───── Data lines ─────

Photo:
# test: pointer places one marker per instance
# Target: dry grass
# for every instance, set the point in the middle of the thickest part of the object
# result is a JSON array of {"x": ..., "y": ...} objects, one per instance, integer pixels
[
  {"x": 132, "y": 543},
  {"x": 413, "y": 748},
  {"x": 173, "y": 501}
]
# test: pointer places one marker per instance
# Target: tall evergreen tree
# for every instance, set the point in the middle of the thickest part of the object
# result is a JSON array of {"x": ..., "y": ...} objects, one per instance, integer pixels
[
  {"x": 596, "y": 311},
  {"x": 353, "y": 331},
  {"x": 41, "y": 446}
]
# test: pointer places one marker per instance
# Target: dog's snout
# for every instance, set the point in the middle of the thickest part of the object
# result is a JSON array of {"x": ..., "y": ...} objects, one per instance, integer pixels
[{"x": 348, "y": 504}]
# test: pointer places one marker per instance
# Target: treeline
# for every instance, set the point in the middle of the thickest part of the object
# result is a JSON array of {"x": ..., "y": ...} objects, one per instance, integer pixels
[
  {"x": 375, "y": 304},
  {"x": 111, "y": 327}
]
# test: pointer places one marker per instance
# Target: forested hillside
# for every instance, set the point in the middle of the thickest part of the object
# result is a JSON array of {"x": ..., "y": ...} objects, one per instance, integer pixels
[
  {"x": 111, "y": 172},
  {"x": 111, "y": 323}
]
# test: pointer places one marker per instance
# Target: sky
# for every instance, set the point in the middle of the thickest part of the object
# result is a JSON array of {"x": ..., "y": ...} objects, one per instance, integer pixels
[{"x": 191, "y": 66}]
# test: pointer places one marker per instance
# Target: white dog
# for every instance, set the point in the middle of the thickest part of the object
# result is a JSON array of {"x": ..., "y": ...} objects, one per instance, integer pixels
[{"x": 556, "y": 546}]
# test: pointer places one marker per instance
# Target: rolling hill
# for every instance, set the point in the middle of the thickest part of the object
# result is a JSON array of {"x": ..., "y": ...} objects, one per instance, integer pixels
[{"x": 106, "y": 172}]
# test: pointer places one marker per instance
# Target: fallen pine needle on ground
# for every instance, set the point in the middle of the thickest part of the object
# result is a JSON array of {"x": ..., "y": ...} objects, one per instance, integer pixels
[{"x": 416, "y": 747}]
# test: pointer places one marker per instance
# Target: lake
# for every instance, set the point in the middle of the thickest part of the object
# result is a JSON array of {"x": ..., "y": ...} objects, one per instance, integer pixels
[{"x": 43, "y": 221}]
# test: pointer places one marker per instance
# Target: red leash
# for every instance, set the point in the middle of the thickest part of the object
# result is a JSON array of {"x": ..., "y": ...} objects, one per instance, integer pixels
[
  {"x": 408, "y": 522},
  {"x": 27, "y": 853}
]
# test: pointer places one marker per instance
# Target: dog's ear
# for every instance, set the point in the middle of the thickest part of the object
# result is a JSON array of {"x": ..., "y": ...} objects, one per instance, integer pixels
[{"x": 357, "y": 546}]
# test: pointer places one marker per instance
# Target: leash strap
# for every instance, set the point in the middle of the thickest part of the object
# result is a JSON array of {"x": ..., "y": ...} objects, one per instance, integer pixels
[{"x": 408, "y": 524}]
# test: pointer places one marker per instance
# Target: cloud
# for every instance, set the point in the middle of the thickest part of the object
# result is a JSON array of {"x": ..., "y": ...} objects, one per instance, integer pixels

─────

Your task is to output the full set of records exactly as presented.

Photo:
# test: pointer places one marker per instance
# Target: dry grass
# for every instance, set the point in the middle of the thickest part of the object
# result is a JSON array of {"x": ..., "y": ...} objects, one per instance, integer pixels
[
  {"x": 132, "y": 543},
  {"x": 413, "y": 748},
  {"x": 173, "y": 501}
]
# test: pointer places one marker per instance
# Target: tall evergreen tree
# for every instance, set the point in the middle of the thickest part of the object
# result is a JSON array of {"x": ..., "y": ...} objects, one per instance, integer pixels
[
  {"x": 596, "y": 311},
  {"x": 353, "y": 331},
  {"x": 41, "y": 446}
]
# test: pointer places one marker per instance
# Target: dog's snout
# for every instance, set the point in the middle of the thickest part of the object
# result is a JSON array of {"x": ..., "y": ...} objects, one per instance, integer pixels
[{"x": 348, "y": 504}]
# test: pointer places one marker per instance
# Target: treeline
# for every instance, set the point in the middle of the thickest part of the object
# result is a JSON array of {"x": ..., "y": ...} objects, one per instance, integer pixels
[
  {"x": 375, "y": 304},
  {"x": 111, "y": 327}
]
# test: pointer places one marker per instance
# Target: forested hillside
# for every instance, set the point in the middle of the thickest part of the object
# result is a JSON array of {"x": ..., "y": ...} objects, one per instance, integer pixels
[
  {"x": 111, "y": 172},
  {"x": 111, "y": 323}
]
# test: pointer places one marker per instance
# Target: sky
# for every instance, set the point in the middle of the thickest part of the object
# result is a JSON array of {"x": ..., "y": ...} objects, one per instance, integer pixels
[{"x": 191, "y": 66}]
# test: pointer places one marker per instance
# Target: white dog
# for every instance, set the point in the middle of the thickest part of the object
# result is a JSON array of {"x": ..., "y": ...} objects, one per instance, integer pixels
[{"x": 556, "y": 546}]
# test: pointer places one marker per instance
# Target: rolling hill
# for every instance, set the point in the middle of the thickest part of the object
# result is a JSON array of {"x": ..., "y": ...} objects, one per instance, integer pixels
[{"x": 106, "y": 172}]
# test: pointer places one marker per instance
# Target: fallen pine needle on ground
# for every instance, set the point in the middle of the thickest part of the object
# result is a JSON array of {"x": ..., "y": ...} objects, one per instance, integer pixels
[{"x": 416, "y": 747}]
# test: pointer places one marker per instance
# Target: lake
# for every instance, set the point in the middle of the thickest part of the object
# result is a JSON array of {"x": ..., "y": ...} objects, one per instance, integer pixels
[{"x": 43, "y": 221}]
# test: pointer places one marker per instance
# Target: red leash
# for every instance, set the point in the middle of the thickest part of the object
# result is a JSON array of {"x": ..., "y": ...} objects, one per instance, integer pixels
[
  {"x": 408, "y": 522},
  {"x": 27, "y": 853}
]
# test: pointer places one marker per instance
# Target: dog's ear
# for every instance, set the point in the middle of the thickest part of the object
# result is a JSON array of {"x": ..., "y": ...} objects, one per instance, integer pixels
[{"x": 357, "y": 546}]
# test: pointer places one marker per instance
# Target: leash strap
# for every instance, set the point in the middle of the thickest part of the object
# result is a JSON array of {"x": ..., "y": ...} objects, one per instance, integer pixels
[{"x": 408, "y": 524}]
# test: pointer places one marker per instance
# Target: cloud
# for every instance, set the point in the middle of the thickest part of the object
# result is a JSON array of {"x": ..., "y": ...} objects, one per instance, integer pixels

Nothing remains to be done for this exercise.